SET PROBLEM — Recast everything in the material from the line containing "Put a point on every instance of the large" down to the line containing "65), (167, 143)]" as a JSON list of strings, one string per line and no blank lines.

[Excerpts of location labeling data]
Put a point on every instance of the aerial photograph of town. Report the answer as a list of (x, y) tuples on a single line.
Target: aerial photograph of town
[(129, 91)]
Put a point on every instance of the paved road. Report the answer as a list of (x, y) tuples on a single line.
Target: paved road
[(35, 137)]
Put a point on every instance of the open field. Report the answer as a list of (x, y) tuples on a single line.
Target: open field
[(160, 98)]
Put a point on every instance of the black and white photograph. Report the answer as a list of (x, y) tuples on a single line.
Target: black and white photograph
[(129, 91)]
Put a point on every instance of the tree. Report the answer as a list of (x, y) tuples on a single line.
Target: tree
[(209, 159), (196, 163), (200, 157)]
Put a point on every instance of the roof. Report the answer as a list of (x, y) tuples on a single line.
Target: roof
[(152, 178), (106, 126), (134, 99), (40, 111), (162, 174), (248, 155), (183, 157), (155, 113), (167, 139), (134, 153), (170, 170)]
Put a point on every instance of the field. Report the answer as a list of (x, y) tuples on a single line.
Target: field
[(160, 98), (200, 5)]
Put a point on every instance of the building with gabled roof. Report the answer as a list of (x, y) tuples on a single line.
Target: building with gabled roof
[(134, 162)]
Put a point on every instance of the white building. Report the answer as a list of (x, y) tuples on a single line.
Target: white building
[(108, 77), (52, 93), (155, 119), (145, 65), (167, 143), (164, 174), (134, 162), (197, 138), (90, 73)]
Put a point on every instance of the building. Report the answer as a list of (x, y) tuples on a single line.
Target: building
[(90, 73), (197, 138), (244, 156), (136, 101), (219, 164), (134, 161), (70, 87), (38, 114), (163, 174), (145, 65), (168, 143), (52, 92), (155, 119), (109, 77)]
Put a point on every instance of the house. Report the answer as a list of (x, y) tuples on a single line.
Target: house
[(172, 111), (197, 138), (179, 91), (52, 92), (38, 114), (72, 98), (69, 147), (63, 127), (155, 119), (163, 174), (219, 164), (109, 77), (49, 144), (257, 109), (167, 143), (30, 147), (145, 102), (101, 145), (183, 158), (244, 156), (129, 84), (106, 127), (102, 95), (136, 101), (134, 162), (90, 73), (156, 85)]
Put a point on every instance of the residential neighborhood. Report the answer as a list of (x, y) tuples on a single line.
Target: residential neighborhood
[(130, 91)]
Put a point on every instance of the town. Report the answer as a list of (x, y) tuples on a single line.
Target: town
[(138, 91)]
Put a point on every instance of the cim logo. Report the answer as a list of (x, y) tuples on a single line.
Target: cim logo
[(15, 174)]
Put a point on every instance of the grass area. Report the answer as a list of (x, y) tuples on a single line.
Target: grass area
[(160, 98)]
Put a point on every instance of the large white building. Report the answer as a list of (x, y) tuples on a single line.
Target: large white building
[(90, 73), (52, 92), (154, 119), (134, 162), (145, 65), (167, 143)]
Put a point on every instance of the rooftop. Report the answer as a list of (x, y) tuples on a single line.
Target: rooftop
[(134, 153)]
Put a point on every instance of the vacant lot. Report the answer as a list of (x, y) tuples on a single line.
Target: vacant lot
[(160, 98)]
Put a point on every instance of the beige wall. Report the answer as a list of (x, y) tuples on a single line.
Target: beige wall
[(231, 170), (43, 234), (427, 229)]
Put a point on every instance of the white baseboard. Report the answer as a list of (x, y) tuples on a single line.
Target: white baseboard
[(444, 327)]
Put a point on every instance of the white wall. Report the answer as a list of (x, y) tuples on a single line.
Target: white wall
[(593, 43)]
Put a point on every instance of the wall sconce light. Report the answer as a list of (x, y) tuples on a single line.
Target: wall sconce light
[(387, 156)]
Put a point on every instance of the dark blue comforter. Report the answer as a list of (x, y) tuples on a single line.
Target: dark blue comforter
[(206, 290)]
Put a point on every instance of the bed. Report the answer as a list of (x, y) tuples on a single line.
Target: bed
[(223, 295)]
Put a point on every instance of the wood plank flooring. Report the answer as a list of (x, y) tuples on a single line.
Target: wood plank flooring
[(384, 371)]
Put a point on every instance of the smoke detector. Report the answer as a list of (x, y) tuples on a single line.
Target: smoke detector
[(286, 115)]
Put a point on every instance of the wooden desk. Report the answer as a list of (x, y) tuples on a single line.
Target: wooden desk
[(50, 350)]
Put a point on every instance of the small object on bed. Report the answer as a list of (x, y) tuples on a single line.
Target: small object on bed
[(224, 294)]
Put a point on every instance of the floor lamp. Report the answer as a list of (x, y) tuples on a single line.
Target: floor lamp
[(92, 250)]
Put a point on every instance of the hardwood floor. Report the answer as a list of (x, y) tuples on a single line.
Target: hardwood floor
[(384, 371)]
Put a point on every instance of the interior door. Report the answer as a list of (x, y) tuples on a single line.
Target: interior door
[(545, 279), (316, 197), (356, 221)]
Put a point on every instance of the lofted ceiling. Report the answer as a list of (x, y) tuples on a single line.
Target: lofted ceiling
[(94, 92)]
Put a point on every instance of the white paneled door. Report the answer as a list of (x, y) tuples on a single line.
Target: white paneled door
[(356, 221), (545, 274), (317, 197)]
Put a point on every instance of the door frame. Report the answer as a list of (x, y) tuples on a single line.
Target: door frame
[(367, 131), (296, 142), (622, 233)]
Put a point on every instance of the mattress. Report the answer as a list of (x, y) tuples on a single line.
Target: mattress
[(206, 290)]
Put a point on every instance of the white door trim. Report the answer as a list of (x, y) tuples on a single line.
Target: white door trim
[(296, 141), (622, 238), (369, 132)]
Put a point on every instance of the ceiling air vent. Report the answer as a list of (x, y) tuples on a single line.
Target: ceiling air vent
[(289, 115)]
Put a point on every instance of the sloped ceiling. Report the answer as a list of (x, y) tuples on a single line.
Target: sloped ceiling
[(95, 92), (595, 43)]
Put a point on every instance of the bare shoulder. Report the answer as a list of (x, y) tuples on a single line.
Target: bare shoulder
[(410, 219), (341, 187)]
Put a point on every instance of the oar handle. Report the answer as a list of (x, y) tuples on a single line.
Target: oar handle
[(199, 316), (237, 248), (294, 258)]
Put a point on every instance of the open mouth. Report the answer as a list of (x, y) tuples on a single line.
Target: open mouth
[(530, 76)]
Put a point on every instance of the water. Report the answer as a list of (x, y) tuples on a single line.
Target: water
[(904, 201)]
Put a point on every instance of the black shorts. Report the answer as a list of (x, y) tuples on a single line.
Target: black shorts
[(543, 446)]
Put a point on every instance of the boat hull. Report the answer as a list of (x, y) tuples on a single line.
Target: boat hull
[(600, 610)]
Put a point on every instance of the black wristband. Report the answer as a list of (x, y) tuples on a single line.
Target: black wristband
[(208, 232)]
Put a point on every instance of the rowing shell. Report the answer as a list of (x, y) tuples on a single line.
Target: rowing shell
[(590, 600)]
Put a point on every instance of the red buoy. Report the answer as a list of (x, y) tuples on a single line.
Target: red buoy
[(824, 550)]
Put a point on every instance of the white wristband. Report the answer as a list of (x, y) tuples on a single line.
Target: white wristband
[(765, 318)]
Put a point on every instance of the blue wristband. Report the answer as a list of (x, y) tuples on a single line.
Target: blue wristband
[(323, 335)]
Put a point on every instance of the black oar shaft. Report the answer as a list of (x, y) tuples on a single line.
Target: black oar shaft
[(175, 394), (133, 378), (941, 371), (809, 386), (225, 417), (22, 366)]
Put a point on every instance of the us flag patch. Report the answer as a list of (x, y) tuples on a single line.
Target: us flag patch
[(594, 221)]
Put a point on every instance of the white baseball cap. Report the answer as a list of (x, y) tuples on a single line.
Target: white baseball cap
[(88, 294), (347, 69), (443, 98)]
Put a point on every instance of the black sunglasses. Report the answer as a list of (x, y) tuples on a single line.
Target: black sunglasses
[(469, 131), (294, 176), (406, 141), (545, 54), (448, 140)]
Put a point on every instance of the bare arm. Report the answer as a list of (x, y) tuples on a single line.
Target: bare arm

FULL RESPONSE —
[
  "Put a point on every instance of the large white building. Report the answer as a list of (x, y) tuples on a single line.",
  "Target: large white building",
  "[(90, 73), (52, 92), (154, 119), (134, 162), (145, 65), (167, 143)]"
]